● Document:
Benjamin Russell Mackintosh Stoneham, Baron Stoneham of Droxford (born 26 August 1948) is a British peer, journalist, and Liberal Democrat politician. He is currently the Liberal Democrat Chief Whip in the House of Lords, having been elected to that position in October 2016.

Education

He was educated at Harrow School, Christ's College, Cambridge (BA, 1970), the University of Warwick (MA, 1971) and London Business School.

Political career 
Stoneham's early politics were Labour. At the age of 29 he was Labour candidate in the Saffron Walden by-election of 1977. He was later treasurer of the moderate Campaign for Labour Victory, many of whose leading lights later joined the SDP. Stoneham was the SDP candidate for Parliament in Stevenage in 1983 and 1987. In 1983, he had the best finish by any non-incumbent SDP candidate in an English seat and narrowly lost by about 1,700 votes.

In 2004, he stood for election in Denmead, Winchester, and in 2010 he stood for election in Bishops Waltham, Winchester.

He is a senior party activist for the Liberal Democrat party.
From 2003 to 2010, he was operations director of the party, under the leadership of Charles Kennedy, and Nick Clegg.

● Data provided:
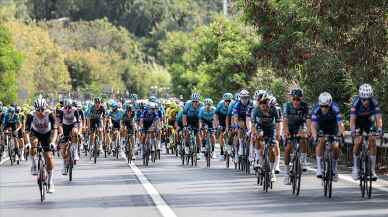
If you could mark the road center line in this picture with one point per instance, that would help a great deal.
(4, 160)
(162, 206)
(350, 179)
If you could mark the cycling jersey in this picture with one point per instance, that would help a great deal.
(206, 116)
(97, 114)
(11, 120)
(296, 117)
(265, 120)
(364, 115)
(230, 108)
(179, 119)
(192, 114)
(149, 117)
(327, 123)
(40, 125)
(242, 111)
(68, 116)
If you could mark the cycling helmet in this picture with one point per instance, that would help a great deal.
(365, 91)
(11, 109)
(67, 102)
(152, 99)
(272, 100)
(237, 96)
(195, 96)
(153, 105)
(227, 96)
(133, 96)
(297, 92)
(259, 94)
(208, 101)
(325, 99)
(244, 93)
(40, 103)
(97, 100)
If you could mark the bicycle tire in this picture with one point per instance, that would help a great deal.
(330, 176)
(363, 176)
(71, 163)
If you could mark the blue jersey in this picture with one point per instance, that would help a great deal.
(148, 116)
(327, 122)
(241, 110)
(117, 115)
(222, 109)
(360, 111)
(207, 115)
(190, 111)
(230, 108)
(10, 119)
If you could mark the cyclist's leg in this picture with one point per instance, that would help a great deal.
(372, 150)
(319, 155)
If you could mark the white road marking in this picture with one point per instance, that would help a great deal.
(4, 160)
(350, 179)
(162, 206)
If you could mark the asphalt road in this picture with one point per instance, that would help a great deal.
(112, 188)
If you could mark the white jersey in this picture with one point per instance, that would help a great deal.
(69, 117)
(41, 125)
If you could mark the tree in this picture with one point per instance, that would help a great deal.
(10, 62)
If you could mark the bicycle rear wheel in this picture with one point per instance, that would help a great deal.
(298, 176)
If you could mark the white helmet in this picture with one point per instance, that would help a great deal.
(365, 91)
(195, 96)
(325, 99)
(40, 103)
(208, 101)
(244, 93)
(259, 94)
(272, 100)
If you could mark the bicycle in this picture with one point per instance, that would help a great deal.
(244, 164)
(191, 148)
(365, 173)
(42, 178)
(295, 172)
(328, 174)
(9, 143)
(129, 145)
(264, 173)
(208, 146)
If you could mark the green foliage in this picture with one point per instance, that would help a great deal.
(10, 61)
(213, 59)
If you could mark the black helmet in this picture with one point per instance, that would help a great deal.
(297, 92)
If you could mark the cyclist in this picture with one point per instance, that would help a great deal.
(221, 117)
(69, 120)
(191, 117)
(206, 118)
(115, 119)
(327, 119)
(149, 119)
(21, 131)
(41, 128)
(129, 123)
(265, 125)
(241, 117)
(97, 113)
(296, 122)
(365, 115)
(11, 122)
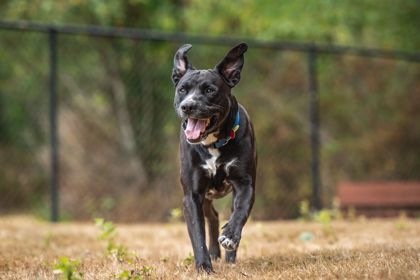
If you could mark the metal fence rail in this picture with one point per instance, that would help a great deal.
(312, 50)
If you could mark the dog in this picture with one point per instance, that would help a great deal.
(217, 152)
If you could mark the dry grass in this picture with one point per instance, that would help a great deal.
(374, 249)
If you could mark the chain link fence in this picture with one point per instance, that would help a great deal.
(117, 132)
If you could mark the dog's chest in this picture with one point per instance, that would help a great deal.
(215, 165)
(211, 164)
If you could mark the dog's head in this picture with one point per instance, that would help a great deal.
(202, 97)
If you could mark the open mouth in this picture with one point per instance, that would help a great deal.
(195, 129)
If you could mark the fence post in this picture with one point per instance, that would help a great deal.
(314, 129)
(52, 40)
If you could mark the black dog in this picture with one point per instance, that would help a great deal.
(218, 153)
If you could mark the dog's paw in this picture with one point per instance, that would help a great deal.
(228, 243)
(204, 267)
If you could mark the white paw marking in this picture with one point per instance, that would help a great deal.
(227, 243)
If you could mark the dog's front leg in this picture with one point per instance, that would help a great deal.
(243, 200)
(194, 217)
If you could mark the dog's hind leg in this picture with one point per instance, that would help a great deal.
(212, 218)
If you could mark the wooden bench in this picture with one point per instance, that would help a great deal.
(380, 198)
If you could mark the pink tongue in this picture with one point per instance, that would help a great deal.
(194, 128)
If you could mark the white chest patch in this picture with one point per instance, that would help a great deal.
(210, 165)
(231, 163)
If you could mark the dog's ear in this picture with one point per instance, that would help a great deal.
(181, 64)
(231, 65)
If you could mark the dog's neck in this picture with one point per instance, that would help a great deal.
(225, 128)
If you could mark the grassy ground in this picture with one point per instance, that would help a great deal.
(373, 249)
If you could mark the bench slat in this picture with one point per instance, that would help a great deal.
(402, 194)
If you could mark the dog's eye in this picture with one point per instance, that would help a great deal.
(209, 90)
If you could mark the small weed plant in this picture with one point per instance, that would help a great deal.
(67, 269)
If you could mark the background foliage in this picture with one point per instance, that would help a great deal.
(118, 132)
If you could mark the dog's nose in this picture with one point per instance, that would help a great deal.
(188, 107)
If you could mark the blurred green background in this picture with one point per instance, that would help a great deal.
(117, 129)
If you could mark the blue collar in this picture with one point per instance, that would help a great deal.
(221, 142)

● Exercise tasks:
1 > Write out the Stoneham biography from "Benjamin Russell Mackintosh" up to and including "about 1,700 votes.".
2 > According to the Stoneham biography, in which by-election did he stand as the Labour candidate in 1977?
The data plays no part in what comes next.

● List of solutions:
1 >
Benjamin Russell Mackintosh Stoneham, Baron Stoneham of Droxford (born 26 August 1948) is a British peer, journalist, and Liberal Democrat politician. He is currently the Liberal Democrat Chief Whip in the House of Lords, having been elected to that position in October 2016.

Education

He was educated at Harrow School, Christ's College, Cambridge (BA, 1970), the University of Warwick (MA, 1971) and London Business School.

Political career 
Stoneham's early politics were Labour. At the age of 29 he was Labour candidate in the Saffron Walden by-election of 1977. He was later treasurer of the moderate Campaign for Labour Victory, many of whose leading lights later joined the SDP. Stoneham was the SDP candidate for Parliament in Stevenage in 1983 and 1987. In 1983, he had the best finish by any non-incumbent SDP candidate in an English seat and narrowly lost by about 1,700 votes.

2 > The Saffron Walden by-election.